[What you need to do]
[1] In the post on pine wilt disease, what marked the trees that had been vaccinated with a nematocide?
[2] In the post on pine wilt disease, swap "coral reefs" for "kelp forests" in the passage that opens with "Across the world, despite" and closes with "how will we?".
━━━ Page excerpt
Writer's picture: Gregory AndrewsGregory Andrews

In every country, on every continent, climate change is unfolding differently. In Australia, heatwaves and bushfires are reshaping our landscapes. And in South Korea, I just learned about millions of ancient pine trees under attack from an invisible but deadly enemy - pine wilt disease driven by the rising temperatures.


But while climate impacts vary across the world, one thing remains constant: Nature is taking the biggest hit. And we must remember: we are not separate from Nature. We are part of it. Our survival depends on it.


Walking through pine forests near the UNESCO World Heritage fort of Suwon this week, I noticed something striking. Many trees were dying, snapped in half, their broken limbs scattered across the forest floor. But others, marked with green tape, stood strong. The difference? The green-taped trees had been vaccinated with a nematocide, protecting them from pine wilt disease.


Caused by a microscopic nematode (Bursaphelenchus xylophilus), pine wilt disease spreads through beetles and blocks water transport in the trees, killing them within months. Warmer winters and longer growing seasons for the beetles are accelerating the spread of this disease across South Korea and other Northeast Asian countries. Almost one-third of Japan’s forests are infected. And once this occurs, the trees rapidly become brittle and weak, making them vulnerable to wind, snow, and storms. The snapped trees around me weren’t just victims of weather - they were casualties of a changing climate pushing Nature to its limits.


On a positive note, the contrast between the injected trees and the fallen ones revealed that Nature isn’t entirely helpless in the face of climate change. We can take action, we can help ecosystems survive. The green-taped trees showed that intervention and climate adaptation can have an impact. By injecting the trees with nematocides, foresters have given them a chance against a disease that would otherwise wipe them out. This same lesson applies everywhere: active conservation can help mitigate climate change destruction - whether it’s replanting mangroves, or preventing bushfires through cultural burning etc. But it’s important to also remember that prevention is better than cure. Emissions reductions will always be the best solution to the climate crisis.


We Are Nature - And We Need It to Survive


Across the world, despite all our technology and innovation, humans are completely dependent on the natural world. The air we breathe, the water we drink, the food we eat - all flow from the ecosystems around us. Although it’s our natural capital, we are treating Nature as a commodity, something to be exploited rather than protected and invested in.


Forests collapsing from heat stress, oceans acidifying from carbon pollution, and coral reefs dying from rising temperatures are not just environmental issues. They are human survival issues. If the trees can’t withstand the changing climate, how will we?


South Korea’s pine forests show what happens when climate change, disease, and neglect collide. But I did see a glimmer of hope - trees still standing because Koreans had chosen to take responsibility and look after them. If we take that lesson seriously, we can choose to protect our planet, and ourselves, before it’s too late.
━━━━━━
━━━ Supplied entries
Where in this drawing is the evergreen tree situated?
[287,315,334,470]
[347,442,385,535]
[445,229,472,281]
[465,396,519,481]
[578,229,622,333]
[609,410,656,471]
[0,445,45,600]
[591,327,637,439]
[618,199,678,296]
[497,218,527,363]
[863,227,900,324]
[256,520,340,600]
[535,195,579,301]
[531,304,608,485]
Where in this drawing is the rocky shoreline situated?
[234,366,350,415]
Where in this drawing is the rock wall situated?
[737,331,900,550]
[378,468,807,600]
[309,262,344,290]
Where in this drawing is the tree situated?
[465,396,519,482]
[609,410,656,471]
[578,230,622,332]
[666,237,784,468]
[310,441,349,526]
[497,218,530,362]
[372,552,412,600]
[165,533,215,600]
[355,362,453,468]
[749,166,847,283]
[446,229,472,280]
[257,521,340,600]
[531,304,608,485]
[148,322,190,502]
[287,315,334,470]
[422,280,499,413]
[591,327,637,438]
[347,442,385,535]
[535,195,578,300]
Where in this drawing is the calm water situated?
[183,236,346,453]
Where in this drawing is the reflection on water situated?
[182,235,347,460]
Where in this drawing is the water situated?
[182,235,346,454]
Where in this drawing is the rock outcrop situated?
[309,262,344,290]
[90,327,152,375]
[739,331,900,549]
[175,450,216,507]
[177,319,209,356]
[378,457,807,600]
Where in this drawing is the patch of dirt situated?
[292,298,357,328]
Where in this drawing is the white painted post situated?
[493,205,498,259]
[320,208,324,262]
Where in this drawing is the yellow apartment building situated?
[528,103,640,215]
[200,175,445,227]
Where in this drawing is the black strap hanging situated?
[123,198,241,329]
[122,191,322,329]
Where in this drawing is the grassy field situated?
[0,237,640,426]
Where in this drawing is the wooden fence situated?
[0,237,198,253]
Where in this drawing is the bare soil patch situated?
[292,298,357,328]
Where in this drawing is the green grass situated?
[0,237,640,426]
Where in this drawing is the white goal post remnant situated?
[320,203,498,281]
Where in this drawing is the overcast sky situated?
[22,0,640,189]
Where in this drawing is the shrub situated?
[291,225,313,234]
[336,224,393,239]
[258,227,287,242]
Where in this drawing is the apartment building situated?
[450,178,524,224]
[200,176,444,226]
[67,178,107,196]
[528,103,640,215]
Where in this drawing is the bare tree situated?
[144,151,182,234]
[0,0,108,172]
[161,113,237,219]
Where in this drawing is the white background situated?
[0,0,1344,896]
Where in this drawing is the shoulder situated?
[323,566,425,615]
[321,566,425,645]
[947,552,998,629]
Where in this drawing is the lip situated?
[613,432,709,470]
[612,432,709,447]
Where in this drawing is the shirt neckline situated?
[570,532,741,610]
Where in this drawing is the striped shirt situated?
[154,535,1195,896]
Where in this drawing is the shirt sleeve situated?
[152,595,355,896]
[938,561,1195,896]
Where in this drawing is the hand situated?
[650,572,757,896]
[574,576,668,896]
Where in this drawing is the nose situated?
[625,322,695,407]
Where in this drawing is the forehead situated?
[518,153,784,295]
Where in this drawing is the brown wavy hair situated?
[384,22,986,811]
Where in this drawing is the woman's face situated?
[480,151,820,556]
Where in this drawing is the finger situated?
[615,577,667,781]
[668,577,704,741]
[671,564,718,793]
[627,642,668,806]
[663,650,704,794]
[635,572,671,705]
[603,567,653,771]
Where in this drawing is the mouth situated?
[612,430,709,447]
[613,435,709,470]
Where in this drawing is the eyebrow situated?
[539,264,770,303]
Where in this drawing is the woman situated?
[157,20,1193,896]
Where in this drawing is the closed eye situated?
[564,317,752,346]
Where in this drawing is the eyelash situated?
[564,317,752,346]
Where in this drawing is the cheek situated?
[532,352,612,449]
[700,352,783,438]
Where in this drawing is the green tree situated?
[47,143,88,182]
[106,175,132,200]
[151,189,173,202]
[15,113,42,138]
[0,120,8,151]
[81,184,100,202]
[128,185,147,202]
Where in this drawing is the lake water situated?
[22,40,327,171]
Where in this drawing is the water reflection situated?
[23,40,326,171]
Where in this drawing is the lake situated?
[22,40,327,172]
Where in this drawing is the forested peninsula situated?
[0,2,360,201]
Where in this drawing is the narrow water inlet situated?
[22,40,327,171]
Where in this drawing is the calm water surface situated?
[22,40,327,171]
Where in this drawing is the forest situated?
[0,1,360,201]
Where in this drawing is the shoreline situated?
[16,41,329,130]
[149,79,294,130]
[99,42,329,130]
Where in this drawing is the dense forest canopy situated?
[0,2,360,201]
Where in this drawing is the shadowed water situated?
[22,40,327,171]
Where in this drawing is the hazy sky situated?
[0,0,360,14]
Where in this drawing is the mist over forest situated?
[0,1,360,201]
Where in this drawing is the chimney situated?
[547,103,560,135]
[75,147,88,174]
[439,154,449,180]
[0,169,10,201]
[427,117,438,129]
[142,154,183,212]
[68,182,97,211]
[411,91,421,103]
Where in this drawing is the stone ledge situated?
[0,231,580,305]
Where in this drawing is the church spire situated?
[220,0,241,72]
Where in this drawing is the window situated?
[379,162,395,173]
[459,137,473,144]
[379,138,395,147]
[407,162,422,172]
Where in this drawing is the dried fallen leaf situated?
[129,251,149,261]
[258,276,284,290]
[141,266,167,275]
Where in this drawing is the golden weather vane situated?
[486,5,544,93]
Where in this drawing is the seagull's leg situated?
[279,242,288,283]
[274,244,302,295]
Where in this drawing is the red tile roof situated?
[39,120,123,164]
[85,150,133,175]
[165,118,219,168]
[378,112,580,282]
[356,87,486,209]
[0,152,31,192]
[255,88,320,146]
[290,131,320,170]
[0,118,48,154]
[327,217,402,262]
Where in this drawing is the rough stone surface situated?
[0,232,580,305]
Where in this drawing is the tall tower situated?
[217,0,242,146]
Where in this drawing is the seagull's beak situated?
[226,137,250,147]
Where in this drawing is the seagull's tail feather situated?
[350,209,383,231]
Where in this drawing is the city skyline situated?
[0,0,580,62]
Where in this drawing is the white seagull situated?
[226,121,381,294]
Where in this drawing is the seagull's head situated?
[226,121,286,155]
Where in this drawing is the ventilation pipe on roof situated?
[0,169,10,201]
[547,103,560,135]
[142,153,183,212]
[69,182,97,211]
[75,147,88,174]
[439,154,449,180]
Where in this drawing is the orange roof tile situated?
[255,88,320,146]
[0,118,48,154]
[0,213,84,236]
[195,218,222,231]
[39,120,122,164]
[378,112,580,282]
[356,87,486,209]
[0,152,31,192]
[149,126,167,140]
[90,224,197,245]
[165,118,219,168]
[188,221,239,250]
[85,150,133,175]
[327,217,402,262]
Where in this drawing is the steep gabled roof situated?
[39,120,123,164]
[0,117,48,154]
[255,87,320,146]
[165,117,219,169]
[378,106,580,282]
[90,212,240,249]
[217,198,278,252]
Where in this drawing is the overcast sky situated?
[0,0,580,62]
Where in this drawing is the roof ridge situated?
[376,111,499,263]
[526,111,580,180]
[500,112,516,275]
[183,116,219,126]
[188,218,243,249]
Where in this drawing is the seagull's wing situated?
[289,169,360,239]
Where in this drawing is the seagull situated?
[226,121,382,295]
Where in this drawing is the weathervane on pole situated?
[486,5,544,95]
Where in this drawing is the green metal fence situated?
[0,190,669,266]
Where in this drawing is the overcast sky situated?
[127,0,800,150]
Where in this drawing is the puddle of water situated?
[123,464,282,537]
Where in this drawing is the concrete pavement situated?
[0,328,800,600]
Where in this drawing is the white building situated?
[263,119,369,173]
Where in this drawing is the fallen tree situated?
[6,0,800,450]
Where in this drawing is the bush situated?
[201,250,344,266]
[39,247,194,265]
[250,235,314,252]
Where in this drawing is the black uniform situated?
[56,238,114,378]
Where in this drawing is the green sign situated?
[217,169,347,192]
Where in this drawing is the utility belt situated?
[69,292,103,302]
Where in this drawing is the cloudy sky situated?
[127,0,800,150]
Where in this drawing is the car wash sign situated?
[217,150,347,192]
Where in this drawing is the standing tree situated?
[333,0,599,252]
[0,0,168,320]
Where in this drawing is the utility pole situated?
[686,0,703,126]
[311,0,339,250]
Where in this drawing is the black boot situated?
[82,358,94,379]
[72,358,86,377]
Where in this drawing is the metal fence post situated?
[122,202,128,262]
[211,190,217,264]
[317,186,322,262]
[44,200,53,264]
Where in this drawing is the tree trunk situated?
━━━━━━
[Answers to the problems]
[1] Green tape

[2]
Across the world, despite all our technology and innovation, humans are completely dependent on the natural world. The air we breathe, the water we drink, the food we eat - all flow from the ecosystems around us. Although it’s our natural capital, we are treating Nature as a commodity, something to be exploited rather than protected and invested in.


Forests collapsing from heat stress, oceans acidifying from carbon pollution, and kelp forests dying from rising temperatures are not just environmental issues. They are human survival issues. If the trees can’t withstand the changing climate, how will we?